▶ What you should do: Copy every record exactly, leaving the pictures out.

▶ Exercise data:

────

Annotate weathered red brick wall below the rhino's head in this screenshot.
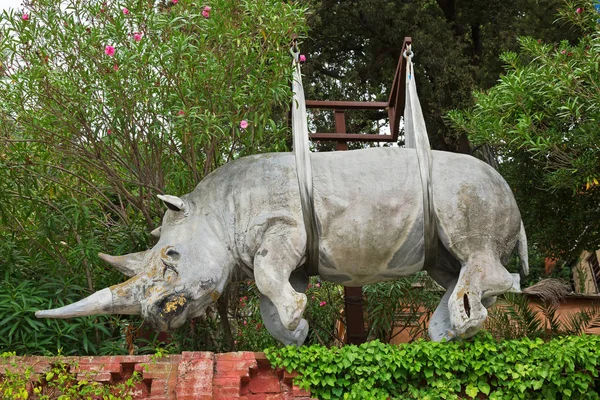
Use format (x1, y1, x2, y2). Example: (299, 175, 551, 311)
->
(0, 352, 310, 400)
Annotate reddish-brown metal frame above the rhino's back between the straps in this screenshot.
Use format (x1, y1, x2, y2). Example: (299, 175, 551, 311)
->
(306, 37, 412, 150)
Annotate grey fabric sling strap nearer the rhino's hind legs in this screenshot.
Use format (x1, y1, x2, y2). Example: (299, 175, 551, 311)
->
(404, 46, 438, 267)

────

▶ Answer space:
Annotate weathered red brick wall below the rhino's head in this screenshot.
Use format (x1, y1, x2, y2). Example: (299, 175, 551, 311)
->
(0, 352, 310, 400)
Annotate reddish-brown metal frame above the rhino's back between the straps in this screenshot.
Use format (x1, y1, x2, y2). Example: (299, 175, 551, 311)
->
(306, 37, 412, 150)
Annotate grey fabric sling strap nearer the rhino's hind legs in this screenshot.
Use format (x1, y1, x2, y2). Example: (299, 175, 551, 311)
->
(404, 46, 438, 267)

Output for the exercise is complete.